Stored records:
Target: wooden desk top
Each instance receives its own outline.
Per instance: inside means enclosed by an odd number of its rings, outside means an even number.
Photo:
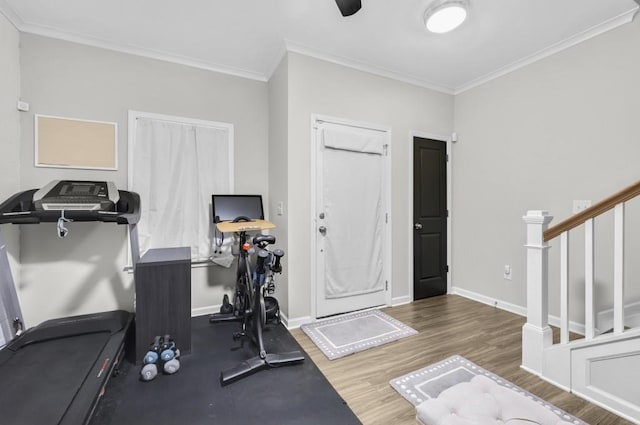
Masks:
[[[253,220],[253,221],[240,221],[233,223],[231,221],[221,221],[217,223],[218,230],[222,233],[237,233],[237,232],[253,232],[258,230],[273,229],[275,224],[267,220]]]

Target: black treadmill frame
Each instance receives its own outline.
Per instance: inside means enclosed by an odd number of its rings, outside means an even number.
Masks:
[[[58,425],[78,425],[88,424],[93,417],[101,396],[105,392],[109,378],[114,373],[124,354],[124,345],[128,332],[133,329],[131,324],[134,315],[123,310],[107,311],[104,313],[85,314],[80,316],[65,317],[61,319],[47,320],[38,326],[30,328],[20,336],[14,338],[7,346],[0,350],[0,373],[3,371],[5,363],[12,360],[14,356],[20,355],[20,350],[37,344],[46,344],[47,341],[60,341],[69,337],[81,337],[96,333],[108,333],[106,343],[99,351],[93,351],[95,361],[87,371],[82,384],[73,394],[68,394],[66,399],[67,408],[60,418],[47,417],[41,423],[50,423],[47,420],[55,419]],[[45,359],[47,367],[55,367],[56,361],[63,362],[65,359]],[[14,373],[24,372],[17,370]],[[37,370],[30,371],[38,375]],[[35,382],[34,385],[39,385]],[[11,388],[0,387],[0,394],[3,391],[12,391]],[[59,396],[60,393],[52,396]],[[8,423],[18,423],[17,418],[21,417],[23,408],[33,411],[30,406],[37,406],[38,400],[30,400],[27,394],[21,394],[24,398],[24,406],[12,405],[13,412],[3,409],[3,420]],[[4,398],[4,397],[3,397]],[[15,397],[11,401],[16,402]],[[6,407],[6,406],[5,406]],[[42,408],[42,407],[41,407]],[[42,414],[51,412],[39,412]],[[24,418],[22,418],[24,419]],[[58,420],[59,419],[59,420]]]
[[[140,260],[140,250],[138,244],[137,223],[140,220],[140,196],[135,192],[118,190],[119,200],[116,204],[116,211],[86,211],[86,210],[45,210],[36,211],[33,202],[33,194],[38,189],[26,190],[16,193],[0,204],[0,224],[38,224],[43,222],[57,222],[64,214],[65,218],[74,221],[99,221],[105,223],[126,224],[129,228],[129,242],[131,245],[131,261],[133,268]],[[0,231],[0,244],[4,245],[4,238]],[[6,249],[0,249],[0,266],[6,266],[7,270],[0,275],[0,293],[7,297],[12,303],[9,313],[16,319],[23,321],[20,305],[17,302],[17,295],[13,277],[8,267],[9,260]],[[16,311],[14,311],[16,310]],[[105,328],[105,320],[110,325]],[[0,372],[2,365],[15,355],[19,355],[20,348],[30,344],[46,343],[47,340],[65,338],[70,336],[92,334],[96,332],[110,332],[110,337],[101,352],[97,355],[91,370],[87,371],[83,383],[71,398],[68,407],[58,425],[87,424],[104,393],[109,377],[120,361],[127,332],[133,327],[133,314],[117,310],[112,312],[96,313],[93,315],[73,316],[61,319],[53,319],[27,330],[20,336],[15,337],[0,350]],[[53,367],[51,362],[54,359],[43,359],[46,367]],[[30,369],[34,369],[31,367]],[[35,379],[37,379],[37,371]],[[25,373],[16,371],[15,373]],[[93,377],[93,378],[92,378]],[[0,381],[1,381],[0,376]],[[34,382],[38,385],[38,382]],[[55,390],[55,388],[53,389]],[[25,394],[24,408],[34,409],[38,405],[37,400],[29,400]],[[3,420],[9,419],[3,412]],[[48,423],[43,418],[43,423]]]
* * *
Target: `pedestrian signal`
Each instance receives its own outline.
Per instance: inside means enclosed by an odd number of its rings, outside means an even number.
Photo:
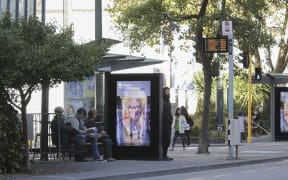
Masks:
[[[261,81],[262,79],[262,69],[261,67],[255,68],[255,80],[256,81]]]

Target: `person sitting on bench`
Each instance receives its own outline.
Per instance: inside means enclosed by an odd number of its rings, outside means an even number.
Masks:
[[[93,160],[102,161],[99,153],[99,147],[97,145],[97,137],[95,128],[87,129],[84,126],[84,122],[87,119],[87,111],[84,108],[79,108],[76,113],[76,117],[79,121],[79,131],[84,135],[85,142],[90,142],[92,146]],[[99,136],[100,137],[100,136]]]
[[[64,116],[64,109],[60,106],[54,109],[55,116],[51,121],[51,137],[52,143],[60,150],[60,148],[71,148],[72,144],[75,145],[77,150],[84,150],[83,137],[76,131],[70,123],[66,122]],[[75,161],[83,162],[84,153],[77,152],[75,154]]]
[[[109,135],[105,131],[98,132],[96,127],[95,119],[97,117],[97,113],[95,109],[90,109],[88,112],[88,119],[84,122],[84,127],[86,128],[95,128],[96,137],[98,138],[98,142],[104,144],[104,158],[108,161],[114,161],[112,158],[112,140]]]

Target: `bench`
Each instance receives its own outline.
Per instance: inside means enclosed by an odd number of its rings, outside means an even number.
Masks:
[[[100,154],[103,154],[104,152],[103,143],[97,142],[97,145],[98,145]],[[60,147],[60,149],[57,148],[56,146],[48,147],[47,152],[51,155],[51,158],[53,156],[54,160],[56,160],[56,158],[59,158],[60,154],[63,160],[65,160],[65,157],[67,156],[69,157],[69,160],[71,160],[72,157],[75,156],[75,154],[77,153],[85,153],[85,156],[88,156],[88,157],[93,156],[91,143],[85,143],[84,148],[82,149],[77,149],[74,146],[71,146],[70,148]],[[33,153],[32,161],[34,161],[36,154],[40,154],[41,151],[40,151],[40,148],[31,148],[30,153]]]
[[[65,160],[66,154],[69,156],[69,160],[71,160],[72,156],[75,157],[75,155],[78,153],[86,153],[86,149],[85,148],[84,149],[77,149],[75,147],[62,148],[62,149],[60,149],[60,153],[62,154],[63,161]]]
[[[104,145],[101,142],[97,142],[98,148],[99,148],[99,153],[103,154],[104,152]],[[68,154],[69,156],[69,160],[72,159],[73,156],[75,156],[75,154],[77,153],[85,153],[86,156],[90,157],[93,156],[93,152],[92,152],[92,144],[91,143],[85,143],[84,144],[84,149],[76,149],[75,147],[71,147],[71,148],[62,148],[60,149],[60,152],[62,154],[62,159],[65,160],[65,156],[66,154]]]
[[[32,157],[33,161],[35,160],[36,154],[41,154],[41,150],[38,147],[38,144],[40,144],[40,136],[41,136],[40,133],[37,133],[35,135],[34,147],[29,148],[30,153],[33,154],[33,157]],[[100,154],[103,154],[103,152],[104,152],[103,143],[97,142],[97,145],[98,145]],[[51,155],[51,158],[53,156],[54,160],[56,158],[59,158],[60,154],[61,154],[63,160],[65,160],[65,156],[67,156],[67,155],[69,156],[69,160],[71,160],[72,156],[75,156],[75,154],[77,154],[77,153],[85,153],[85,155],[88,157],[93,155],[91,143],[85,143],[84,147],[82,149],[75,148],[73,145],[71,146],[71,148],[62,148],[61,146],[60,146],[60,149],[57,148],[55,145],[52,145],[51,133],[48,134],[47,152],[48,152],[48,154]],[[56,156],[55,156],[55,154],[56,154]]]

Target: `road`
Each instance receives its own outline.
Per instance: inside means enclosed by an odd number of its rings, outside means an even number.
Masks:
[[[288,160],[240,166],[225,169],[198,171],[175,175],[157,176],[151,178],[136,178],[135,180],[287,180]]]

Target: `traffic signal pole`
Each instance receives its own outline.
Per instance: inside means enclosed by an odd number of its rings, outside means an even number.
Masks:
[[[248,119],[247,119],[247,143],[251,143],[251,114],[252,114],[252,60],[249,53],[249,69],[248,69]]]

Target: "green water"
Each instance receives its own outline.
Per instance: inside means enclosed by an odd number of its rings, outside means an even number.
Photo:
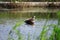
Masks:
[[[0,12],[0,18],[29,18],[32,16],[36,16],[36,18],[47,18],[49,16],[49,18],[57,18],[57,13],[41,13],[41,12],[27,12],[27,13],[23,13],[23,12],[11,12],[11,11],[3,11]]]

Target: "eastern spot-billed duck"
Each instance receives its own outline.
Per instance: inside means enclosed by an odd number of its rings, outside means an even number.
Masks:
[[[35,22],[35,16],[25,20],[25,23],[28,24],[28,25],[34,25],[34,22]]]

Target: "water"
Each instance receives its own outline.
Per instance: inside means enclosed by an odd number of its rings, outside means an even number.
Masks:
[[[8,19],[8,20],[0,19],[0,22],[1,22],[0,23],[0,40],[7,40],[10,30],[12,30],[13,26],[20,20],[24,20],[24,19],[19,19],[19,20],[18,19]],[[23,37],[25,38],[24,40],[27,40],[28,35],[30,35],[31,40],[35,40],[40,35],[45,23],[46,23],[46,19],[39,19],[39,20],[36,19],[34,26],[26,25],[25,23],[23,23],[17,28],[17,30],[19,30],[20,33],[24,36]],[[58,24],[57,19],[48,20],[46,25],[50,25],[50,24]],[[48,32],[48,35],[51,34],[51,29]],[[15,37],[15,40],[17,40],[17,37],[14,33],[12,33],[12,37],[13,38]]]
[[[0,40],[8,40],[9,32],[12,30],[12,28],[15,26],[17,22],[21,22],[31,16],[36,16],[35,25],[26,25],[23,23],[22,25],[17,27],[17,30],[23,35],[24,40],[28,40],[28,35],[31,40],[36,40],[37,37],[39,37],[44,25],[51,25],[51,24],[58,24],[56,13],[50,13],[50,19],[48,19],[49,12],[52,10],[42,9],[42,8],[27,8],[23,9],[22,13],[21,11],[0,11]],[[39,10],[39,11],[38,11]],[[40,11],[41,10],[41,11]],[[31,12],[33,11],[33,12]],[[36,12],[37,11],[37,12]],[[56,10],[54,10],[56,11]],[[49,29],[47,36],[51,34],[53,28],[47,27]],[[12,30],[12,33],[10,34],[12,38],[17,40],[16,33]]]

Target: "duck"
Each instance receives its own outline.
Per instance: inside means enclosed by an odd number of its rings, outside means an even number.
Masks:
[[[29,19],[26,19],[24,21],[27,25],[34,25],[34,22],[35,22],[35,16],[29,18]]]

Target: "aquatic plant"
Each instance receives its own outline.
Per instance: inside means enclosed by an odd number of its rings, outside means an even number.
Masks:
* * *
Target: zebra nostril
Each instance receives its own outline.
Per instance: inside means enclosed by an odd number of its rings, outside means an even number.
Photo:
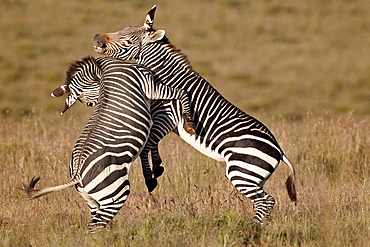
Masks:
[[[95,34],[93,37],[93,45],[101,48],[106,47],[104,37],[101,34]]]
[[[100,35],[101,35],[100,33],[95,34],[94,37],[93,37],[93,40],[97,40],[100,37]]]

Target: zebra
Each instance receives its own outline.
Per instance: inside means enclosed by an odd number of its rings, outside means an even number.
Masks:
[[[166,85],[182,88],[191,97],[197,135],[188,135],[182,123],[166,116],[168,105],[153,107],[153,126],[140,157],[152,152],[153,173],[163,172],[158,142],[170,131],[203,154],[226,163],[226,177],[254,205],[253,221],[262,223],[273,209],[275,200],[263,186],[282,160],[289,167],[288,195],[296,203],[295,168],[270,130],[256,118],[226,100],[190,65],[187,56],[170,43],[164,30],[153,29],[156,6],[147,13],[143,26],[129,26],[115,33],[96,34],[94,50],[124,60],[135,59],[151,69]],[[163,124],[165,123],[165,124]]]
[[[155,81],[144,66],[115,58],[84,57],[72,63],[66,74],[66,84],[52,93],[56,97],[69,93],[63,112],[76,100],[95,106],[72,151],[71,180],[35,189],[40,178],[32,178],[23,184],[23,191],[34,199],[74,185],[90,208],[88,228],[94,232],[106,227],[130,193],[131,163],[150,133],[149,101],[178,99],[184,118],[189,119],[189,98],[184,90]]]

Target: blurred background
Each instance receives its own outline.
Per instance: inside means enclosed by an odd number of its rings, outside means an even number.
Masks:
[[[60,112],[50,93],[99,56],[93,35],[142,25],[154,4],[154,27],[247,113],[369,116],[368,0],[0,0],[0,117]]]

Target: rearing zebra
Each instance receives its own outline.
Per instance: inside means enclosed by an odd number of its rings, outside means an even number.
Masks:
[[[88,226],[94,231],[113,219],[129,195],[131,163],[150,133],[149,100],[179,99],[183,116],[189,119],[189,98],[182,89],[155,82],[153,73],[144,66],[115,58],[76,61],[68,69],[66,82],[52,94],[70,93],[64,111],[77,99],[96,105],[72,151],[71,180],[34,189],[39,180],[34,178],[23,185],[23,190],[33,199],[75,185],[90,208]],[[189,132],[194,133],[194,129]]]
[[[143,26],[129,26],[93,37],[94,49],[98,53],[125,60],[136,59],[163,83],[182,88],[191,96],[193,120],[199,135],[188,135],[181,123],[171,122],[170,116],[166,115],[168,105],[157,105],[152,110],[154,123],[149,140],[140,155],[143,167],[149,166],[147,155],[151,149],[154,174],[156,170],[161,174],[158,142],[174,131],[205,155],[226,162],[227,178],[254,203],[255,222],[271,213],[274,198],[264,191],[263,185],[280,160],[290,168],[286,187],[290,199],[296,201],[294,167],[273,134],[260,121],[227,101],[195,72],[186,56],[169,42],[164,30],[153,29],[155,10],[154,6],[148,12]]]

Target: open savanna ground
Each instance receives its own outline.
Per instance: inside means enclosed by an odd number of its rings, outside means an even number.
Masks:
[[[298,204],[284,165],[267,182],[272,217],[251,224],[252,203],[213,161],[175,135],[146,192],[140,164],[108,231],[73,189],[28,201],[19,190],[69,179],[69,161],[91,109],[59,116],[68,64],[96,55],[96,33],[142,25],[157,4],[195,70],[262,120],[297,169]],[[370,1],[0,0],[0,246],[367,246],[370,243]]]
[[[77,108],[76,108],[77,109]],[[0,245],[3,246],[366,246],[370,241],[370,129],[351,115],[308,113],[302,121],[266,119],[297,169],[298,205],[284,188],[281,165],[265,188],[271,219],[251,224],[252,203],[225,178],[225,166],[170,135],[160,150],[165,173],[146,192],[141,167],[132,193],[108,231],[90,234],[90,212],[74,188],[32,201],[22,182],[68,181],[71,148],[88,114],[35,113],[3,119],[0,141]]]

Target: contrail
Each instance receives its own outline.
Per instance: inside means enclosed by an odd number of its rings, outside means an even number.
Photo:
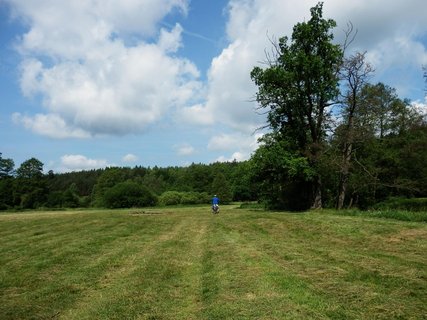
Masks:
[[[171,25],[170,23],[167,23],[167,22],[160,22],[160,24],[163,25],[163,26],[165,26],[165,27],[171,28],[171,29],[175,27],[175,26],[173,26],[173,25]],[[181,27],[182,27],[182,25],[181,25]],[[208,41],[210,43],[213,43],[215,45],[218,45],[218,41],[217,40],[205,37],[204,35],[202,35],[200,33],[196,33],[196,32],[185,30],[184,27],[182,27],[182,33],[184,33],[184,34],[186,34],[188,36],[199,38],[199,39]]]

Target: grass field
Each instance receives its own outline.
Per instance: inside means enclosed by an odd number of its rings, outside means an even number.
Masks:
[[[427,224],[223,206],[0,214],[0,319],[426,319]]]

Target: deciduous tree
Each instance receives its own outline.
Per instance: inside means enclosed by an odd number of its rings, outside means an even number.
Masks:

_Action item_
Each line holding "signal" in the records should be copied out.

_Solution below_
Target: `pedestrian signal`
Target: `traffic signal pole`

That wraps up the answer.